What is expected: Quote each line of the material verbatim, without the pictures.

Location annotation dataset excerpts
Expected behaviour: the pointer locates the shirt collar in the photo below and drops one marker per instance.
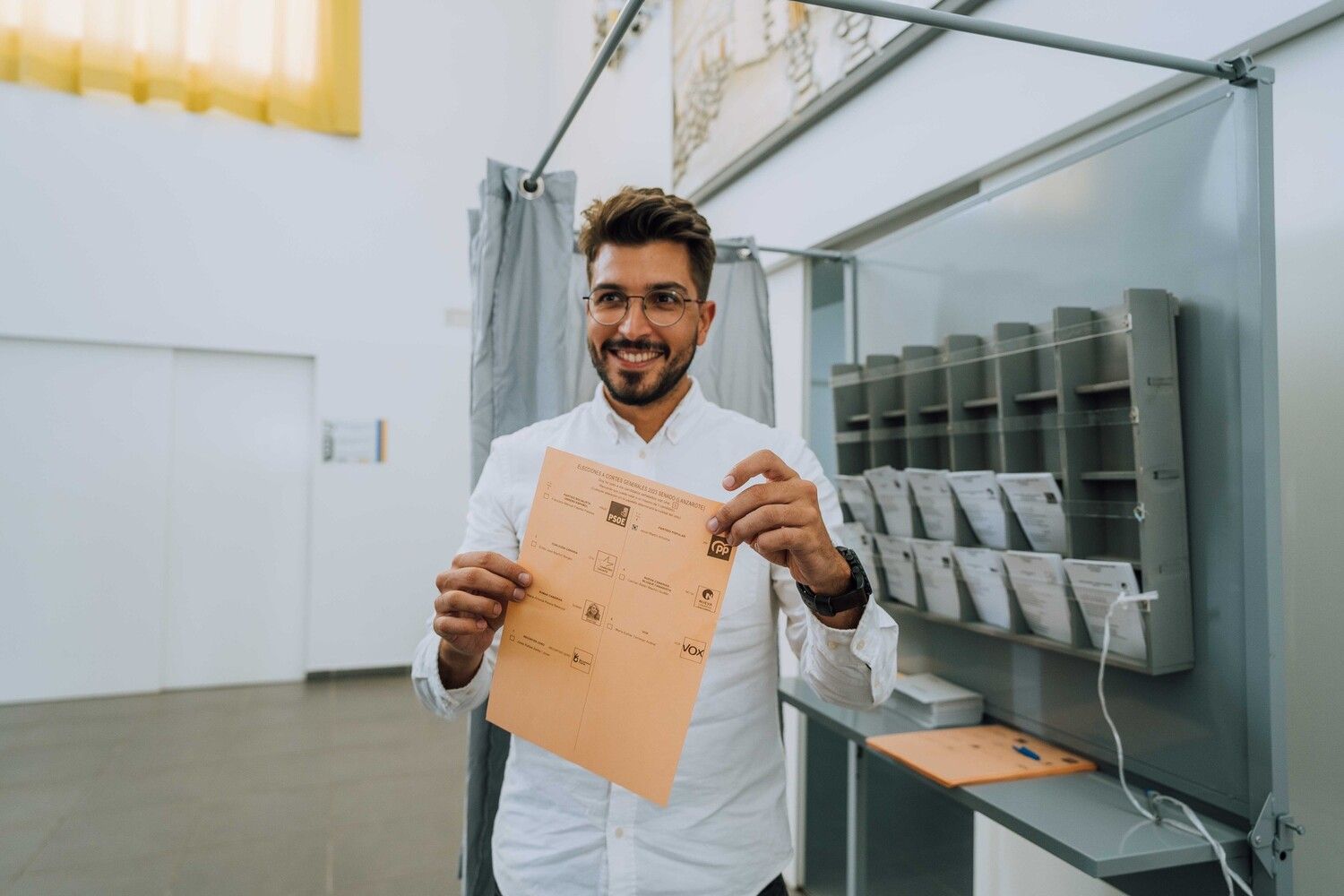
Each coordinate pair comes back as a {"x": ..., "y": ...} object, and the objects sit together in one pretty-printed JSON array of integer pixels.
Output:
[{"x": 674, "y": 427}]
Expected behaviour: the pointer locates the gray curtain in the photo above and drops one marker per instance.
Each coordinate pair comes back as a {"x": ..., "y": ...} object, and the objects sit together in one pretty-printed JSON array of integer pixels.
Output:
[
  {"x": 736, "y": 367},
  {"x": 527, "y": 344},
  {"x": 530, "y": 363}
]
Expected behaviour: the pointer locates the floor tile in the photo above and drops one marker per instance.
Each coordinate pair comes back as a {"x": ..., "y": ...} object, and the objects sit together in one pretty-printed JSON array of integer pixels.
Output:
[
  {"x": 263, "y": 815},
  {"x": 117, "y": 834},
  {"x": 53, "y": 763},
  {"x": 19, "y": 845},
  {"x": 338, "y": 786},
  {"x": 140, "y": 877},
  {"x": 293, "y": 866},
  {"x": 42, "y": 802}
]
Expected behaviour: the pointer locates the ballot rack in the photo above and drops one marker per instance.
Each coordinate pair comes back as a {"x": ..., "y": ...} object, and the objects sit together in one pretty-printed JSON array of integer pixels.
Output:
[{"x": 1090, "y": 397}]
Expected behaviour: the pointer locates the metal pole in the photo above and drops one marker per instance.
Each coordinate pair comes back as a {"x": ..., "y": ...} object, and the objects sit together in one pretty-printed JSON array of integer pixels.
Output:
[
  {"x": 808, "y": 253},
  {"x": 957, "y": 22},
  {"x": 604, "y": 56}
]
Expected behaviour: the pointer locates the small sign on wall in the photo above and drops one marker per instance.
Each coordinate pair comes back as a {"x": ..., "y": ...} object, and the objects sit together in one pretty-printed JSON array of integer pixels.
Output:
[{"x": 354, "y": 441}]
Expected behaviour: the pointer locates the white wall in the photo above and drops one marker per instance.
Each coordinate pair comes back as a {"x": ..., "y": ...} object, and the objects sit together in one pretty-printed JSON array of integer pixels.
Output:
[
  {"x": 152, "y": 226},
  {"x": 965, "y": 102}
]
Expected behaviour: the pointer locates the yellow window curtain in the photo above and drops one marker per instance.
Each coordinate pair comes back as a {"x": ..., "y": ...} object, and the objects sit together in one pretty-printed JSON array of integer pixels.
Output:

The reply:
Expected behaviour: the pointer locates the shirt collar in the photo below and drops one marker per instance.
Each coordinate pair comes back as a {"x": ..., "y": ...} object, and the objects sit together in one pretty-printed JSON array of integer pixels.
Output:
[{"x": 674, "y": 427}]
Expected behaviour: the pointer locates the gray curtain in the photo above and drops one marker per instance.
Each coordinate pair comes back as a {"x": ..., "y": ...} object, and the objects sit together in one pretty-printed JSON array of integer pixels.
Output:
[
  {"x": 736, "y": 367},
  {"x": 527, "y": 344},
  {"x": 530, "y": 363}
]
Expected behaviour: the pointer locates the floor tile in the photo above and drops one marker per instance.
Each coordinate pair comes back as a {"x": ..., "y": ...} object, and the objects sit together in one pretty-printed JSON array of integer pixels.
Output:
[
  {"x": 263, "y": 815},
  {"x": 117, "y": 834},
  {"x": 53, "y": 763},
  {"x": 19, "y": 845},
  {"x": 338, "y": 786},
  {"x": 140, "y": 877},
  {"x": 293, "y": 866},
  {"x": 42, "y": 802}
]
Expected behaviour: the pointer locates the ballot rack in the photo above and drops one marker per instance.
Each coordinate pair comes back as a {"x": ..., "y": ...} object, and the objects sit together in one pretty-printed JSON array of integer pixels.
Output:
[{"x": 1090, "y": 397}]
Expected behaviour: the pointer locates the metal pole in the photo above and drops one marker per instance.
Each coordinate pair comes back as a {"x": ..., "y": ...} object, and the objects sit together in one pretty-printed JSON array of integer pixels.
Output:
[
  {"x": 808, "y": 253},
  {"x": 957, "y": 22},
  {"x": 604, "y": 56}
]
Expected behaviour: the pointer locates the small sign on wall in the photo above and drops one marker per instance.
Each coordinate pair comes back as a {"x": ..., "y": ...} object, and the objects sit together in one pretty-printed JSON array of integer pixels.
Output:
[{"x": 354, "y": 441}]
Expected behaviour: the pointer locates the white wall in the photo above and drops one marker per instance.
Each coordinate pair comes back as a {"x": ..., "y": ...} object, and the objects sit together in one pretty-printed JSON array of integer pixels.
Output:
[
  {"x": 152, "y": 226},
  {"x": 965, "y": 102}
]
Expected behaviour: the pointer locates the yellow window curtain in the photo above and drops one marker per instance.
Each coordinate pair comes back as a {"x": ..., "y": ...} object, and the objects sit together in one pretty-printed JSON array of integer pixels.
Output:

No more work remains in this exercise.